#### [WHAT IS NEEDED]
Here are some entries; quote each one exactly.

#### [RECORD EXTRACTS]
________________________________________
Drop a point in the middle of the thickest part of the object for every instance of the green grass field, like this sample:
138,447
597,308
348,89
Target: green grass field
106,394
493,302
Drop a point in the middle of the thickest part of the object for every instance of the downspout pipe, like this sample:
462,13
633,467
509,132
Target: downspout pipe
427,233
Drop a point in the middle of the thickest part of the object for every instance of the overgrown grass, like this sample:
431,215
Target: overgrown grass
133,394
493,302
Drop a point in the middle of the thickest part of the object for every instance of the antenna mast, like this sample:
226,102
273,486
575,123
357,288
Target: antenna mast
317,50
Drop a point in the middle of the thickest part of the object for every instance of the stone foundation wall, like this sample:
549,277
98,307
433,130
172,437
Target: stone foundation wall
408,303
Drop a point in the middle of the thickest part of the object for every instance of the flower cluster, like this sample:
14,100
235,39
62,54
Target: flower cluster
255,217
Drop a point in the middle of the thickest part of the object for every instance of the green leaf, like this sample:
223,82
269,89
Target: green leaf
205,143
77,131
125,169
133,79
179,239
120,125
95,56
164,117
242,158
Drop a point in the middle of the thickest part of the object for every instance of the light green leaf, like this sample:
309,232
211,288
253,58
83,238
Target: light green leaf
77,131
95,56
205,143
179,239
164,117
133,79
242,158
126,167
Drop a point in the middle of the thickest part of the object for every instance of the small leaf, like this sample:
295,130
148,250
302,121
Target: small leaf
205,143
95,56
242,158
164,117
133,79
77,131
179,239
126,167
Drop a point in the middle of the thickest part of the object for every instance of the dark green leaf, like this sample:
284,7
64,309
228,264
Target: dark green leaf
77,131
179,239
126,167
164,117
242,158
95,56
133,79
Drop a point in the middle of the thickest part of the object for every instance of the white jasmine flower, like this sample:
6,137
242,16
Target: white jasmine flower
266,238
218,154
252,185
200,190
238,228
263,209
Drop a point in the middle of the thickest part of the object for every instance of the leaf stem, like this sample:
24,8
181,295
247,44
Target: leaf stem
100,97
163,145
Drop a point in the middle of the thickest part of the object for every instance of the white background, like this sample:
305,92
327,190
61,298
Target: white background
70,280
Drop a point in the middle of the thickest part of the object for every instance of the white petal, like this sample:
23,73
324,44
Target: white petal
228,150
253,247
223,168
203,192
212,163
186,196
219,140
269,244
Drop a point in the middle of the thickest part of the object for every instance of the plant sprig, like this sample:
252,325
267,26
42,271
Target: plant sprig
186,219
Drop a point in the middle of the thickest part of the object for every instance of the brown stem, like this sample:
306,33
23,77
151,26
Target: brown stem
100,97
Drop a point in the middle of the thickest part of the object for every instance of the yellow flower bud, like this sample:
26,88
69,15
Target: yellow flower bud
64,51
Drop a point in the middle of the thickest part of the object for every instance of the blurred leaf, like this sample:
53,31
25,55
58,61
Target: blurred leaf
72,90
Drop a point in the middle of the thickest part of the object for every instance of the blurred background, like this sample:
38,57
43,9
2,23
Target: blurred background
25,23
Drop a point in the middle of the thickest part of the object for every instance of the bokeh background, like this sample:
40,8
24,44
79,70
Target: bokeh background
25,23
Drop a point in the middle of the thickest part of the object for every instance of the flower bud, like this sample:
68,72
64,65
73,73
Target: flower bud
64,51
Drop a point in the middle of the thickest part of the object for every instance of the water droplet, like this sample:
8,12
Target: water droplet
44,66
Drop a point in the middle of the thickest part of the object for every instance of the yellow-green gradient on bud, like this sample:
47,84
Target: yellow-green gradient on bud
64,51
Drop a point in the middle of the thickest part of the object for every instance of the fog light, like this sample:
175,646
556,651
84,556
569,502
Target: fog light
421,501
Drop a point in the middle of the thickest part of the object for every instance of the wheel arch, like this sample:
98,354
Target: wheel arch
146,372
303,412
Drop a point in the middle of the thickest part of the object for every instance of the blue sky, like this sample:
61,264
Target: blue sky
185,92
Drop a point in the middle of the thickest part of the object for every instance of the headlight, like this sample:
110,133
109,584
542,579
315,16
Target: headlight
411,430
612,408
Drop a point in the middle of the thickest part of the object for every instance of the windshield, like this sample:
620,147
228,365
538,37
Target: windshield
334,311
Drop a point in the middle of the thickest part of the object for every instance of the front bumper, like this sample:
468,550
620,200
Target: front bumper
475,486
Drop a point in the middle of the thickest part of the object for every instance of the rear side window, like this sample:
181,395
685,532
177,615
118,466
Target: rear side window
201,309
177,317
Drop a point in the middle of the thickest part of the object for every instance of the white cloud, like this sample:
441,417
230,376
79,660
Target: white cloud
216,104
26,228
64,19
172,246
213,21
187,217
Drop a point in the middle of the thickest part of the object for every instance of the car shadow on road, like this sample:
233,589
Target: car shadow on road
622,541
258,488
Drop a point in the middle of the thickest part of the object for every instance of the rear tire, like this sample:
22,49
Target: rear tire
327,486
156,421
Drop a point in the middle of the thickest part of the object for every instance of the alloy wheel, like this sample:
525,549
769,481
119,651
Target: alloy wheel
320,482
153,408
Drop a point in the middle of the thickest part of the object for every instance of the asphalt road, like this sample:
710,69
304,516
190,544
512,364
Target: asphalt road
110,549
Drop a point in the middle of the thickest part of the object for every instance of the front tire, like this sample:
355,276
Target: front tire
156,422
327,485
________________________________________
#### [OUTPUT OF THE TASK]
Drop a point in the middle of the thickest part of the object for every instance of the green grass field, like this sample:
138,447
597,308
348,89
Target: green grass field
106,394
493,302
Drop a point in the middle of the thickest part of the object for every instance of the downspout pipe, like this sample:
462,13
633,467
509,132
Target: downspout pipe
427,233
Drop a point in the middle of the thickest part of the object for every instance of the overgrown grass, like this sample:
431,215
Target: overgrown grass
133,394
493,302
Drop a point in the middle of the thickest part of the object for every instance of the antenna mast, like this sample:
226,102
273,486
575,123
357,288
Target: antenna mast
317,50
Drop a point in the middle of the thickest part of the object for every instance of the stone foundation wall, like this sample:
549,277
98,307
433,130
172,437
Target: stone foundation wall
408,303
Drop a point in the middle of the thickest part of the object for every instance of the flower cluster, like this sample:
14,100
235,39
62,54
Target: flower cluster
255,217
Drop a point in the middle of the thickest part of the object for every instance of the green leaf, like this sample:
223,82
269,89
Target: green leaf
205,143
77,131
125,169
133,79
179,239
120,125
95,56
164,117
242,158
Drop a point in the middle of the thickest part of the object for every instance of the light green leaf, like this sample:
309,232
211,288
253,58
83,238
Target: light green leaf
77,131
95,56
205,143
179,239
164,117
133,79
242,158
126,167
Drop a point in the middle of the thickest part of the object for every instance of the small leaf, like this sample:
295,130
148,250
302,121
Target: small leaf
205,143
95,56
242,158
164,117
133,79
77,131
179,239
126,167
Drop a point in the middle of the thickest part of the object for every instance of the dark green leaf, like this sample:
284,7
64,309
228,264
Target: dark green leaf
77,131
179,239
126,167
164,117
242,158
95,56
133,79
Drop a point in the middle of the thickest part of the object for every instance of the white jasmine flower, like this sample:
6,137
242,16
Target: white jasmine flower
266,238
218,154
252,185
200,190
238,228
263,209
Drop a point in the middle of the thickest part of the object for every instance of the leaf stem, like this sample:
24,8
181,295
247,44
Target: leaf stem
100,97
163,145
Drop a point in the middle of the thickest part of the object for every instance of the white background, like this sample:
305,92
327,190
61,298
Target: white background
70,280
Drop a point in the middle of the thickest part of the object for every instance of the white petal, like this sample:
23,73
324,44
Target: white petal
228,150
253,247
223,168
203,192
212,163
186,196
219,140
269,244
Drop a point in the middle of the thickest part of the object for every instance of the plant sprig, like this sample:
252,325
267,26
42,271
Target: plant sprig
186,219
Drop a point in the middle of the thickest part of the object for every instance of the brown stem, like this sample:
306,33
23,77
151,26
Target: brown stem
100,97
Drop a point in the middle of the thickest part of the object for every instance of the yellow flower bud, like this sample:
26,88
69,15
Target: yellow flower bud
64,51
Drop a point in the middle of the thickest part of the object for every instance of the blurred leaf, like this sample:
53,31
25,55
58,61
Target: blurred leaf
72,90
Drop a point in the middle of the thickest part of the object for every instance of the blurred background, like this sample:
38,57
43,9
2,23
Target: blurred background
25,23
Drop a point in the middle of the thickest part of the object for every instance of the bokeh background, like this sample:
40,8
24,44
79,70
Target: bokeh background
25,23
Drop a point in the middle of the thickest part of the object for every instance of the flower bud, like this sample:
68,72
64,65
73,73
Target: flower bud
64,51
Drop a point in the middle of the thickest part of the object for every instance of the water droplet, like this sample:
8,12
Target: water droplet
44,66
Drop a point in the middle of the thickest part of the object for every instance of the yellow-green gradient on bud, like this sample:
47,84
Target: yellow-green gradient on bud
64,51
Drop a point in the middle of the thickest part of the object for every instance of the fog light, like this sample:
175,646
556,651
84,556
569,502
Target: fog light
421,501
Drop a point in the middle of the thickest part of the object for every instance of the wheel arch, like this sample:
98,354
Target: wheel arch
146,372
303,412
Drop a point in the middle of the thickest part of the object for every instance of the blue sky, like this sample:
61,264
Target: blue sky
185,92
Drop a point in the middle of the thickest part of the object for every instance of the headlight, like this sample:
110,133
109,584
542,579
315,16
Target: headlight
411,430
612,408
Drop a point in the middle of the thickest part of the object for every instance of the windshield, like this sample:
620,147
228,365
538,37
Target: windshield
334,311
Drop a point in the middle of the thickest part of the object for every instance of the front bumper, like this sample:
468,550
620,200
Target: front bumper
475,486
Drop a point in the middle of the thickest part of the object for every instance of the rear side window, like this sample:
181,395
685,532
177,615
118,466
Target: rear side window
201,309
177,317
Drop a point in the middle of the thickest part of the object for every instance of the white cloud, like this sample:
441,417
230,376
79,660
Target: white cloud
216,104
26,228
64,19
172,246
213,21
187,217
Drop a point in the middle of the thickest part of the object for every instance of the car shadow on road, like this sample:
233,589
Target: car shadow on road
622,541
258,488
Drop a point in the middle of the thickest part of the object for every instance of the rear tire, like this sample:
22,49
Target: rear tire
327,486
156,421
Drop a point in the middle of the thickest part of the object for every instance of the alloy wheel, like this sample:
525,549
769,481
119,651
Target: alloy wheel
320,482
153,408
Drop a point in the middle of the thickest part of the object for every instance of the asphalt road, like this sample:
710,69
304,516
190,544
512,364
Target: asphalt road
110,549
Drop a point in the middle of the thickest part of the object for every instance of the front tire, like this sample:
355,276
Target: front tire
156,422
327,485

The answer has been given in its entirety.